PHILLIPPE WATANABE (FOLHAPRESS)
Sinal do avanço descontrolado da doença, ao qual o país assiste inerte, a marca foi cruzada nesta terça (6) apenas 14 dias após o registro de 3.000 mortos em 24 horas e 27 dias depois da marca 2.000 óbitos no mesmo intervalo. Entre os países com registros regulares, apenas os Estados Unidos, com população 56% maior, superaram esse recorde diário.
Em um único dia, o Brasil registrou 4.211 mortes, segundo dados do consórcio de veículos de imprensa integrado por Folha de S.Paulo, UOL, O Estado de S. Paulo, G1, O Globo e Extra. É mais do que o número de óbitos somado nos primeiros dois meses da pandemia: do primeiro caso confirmado, em 25 de fevereiro de 2020, até 25 de abril daquele ano, foram registradas 4.066 mortes decorrentes da doença.
Mais sintomático, 4.000 mortes significam as perdas que países inteiros tiveram até o momento na pandemia. O Paraguai, por exemplo, registrou 4.463 mortos pela Covid ao todo -o suficiente para que a população tomasse as ruas em protestos contra a atuação do governo na pandemia e pedisse a renúncia do presidente Mario Abdo Benítez.
As mortes registradas no Brasil nesta terça em parte podem ser associadas a uma anormalidade, um represamento comum nos dados derivado do feriado de Páscoa e do final de semana, dias em que, por atrasos de notificação nas secretarias de saúde, os números relativos à Covid são menores. Os dados aferidos pelo consórcio são obtidos com as secretarias estaduais.
Por isso, usa-se a média móvel de mortes em sete dias para se ter mais clareza da situação do país. Essa média chegou a 2.775 óbitos por dia nesta terça, completando 21 dias acima do patamar de 2.000 mortes diárias e 76 dias acima de 1.000.
Outro parâmetro, porém, dá a dimensão da tragédia: não foi necessário nem um mês completo para que o país, que levou mais de 12 meses para chegar a 2.000 mortos em um dia, dobrasse o saldo.
Os óbitos diários observados, pelo monitoramento da Universidade Johns Hopkins (EUA) em outros países também ilustram a difícil situação do Brasil. Um paralelo talvez só seja possível com a situações vividas pelos EUA, que continuamente registrou milhares de mortes por dia mas que no momento experimenta uma queda drástica de casos.
Segundo dados do site Our World in Data e da Universidade Johns Hopkins, o Peru também chegou a registrar, em 14 de agosto de 2020, 4.143 óbitos. O recorde isolado, porém, aparentemente ocorreu por uma anormalidade nos registros, considerando que as mortes eram muito mais baixas em dias anteriores, alguns dos quais, inclusive, sem registros de óbitos.
O recorde americano é de 4.476 óbitos, em 12 de janeiro deste ano. Mas o país teve diversos outros registros acima das 3.000 vítimas e também maiores que 4.000.
######
### Detalhes do problema:
Continue a reportagem sobre o recorde diário de mortes por Covid no Brasil a partir da última frase apresentada. Os itens vêm de uma fonte diferente da reportagem.
######
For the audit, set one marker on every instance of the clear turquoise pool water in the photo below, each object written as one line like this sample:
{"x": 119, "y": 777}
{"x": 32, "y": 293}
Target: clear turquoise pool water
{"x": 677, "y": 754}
######
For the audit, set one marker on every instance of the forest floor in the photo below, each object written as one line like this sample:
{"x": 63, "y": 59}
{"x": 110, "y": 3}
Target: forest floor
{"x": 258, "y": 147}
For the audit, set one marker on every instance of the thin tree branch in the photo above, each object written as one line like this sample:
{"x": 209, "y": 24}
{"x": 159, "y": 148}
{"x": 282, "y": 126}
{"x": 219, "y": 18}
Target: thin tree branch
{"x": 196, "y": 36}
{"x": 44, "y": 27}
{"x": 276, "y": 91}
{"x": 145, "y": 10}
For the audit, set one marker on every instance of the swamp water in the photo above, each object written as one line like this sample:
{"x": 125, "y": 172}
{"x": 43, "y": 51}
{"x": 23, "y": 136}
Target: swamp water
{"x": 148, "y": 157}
######
### Exercício resolvido:
A situação dos Estados Unidos começou a dar sinais de mudança logo em seguida, após o início da vacinação em massa e a saída do republicano Donald Trump -que minimizou publicamente a seriedade da pandemia e mantinha uma criticada política de combate à doença-, que deu lugar ao democrata Joe Biden na Casa Branca.
O novo presidente entrou na Casa Branca apresentando possíveis caminhos de enfrentamento à Covid, alguns deles relativamente simples, como o uso obrigatório de máscaras em transportes. Em seguida, buscou acelerar a vacinação da população, com aplicação de milhões de doses por dia e um acumulado, até o momento, de mais de 160 milhões de doses aplicadas.
Enquanto isso, mesmo em situação crítica e de colapso hospitalar em estados, as ações no Brasil continuam esparsas e sem um direcionamento claro. Um exemplo recente foi o embate jurídico pela abertura de locais de culto religioso durante a Páscoa. Enquanto especialistas e dados da pandemia apontavam o risco de eventos de superespalhamento nas celebrações religiosas, o governo federal apoiava a abertura dos templos.
O presidente Jair Bolsonaro (sem partido) chegou a postar sobre o assunto em redes sociais após uma decisão liminar dada por Kassio Nunes, ministro do STF (Supremo Tribunal Federal) indicado por Bolsonaro, autorizar a realização de missas com presença de público.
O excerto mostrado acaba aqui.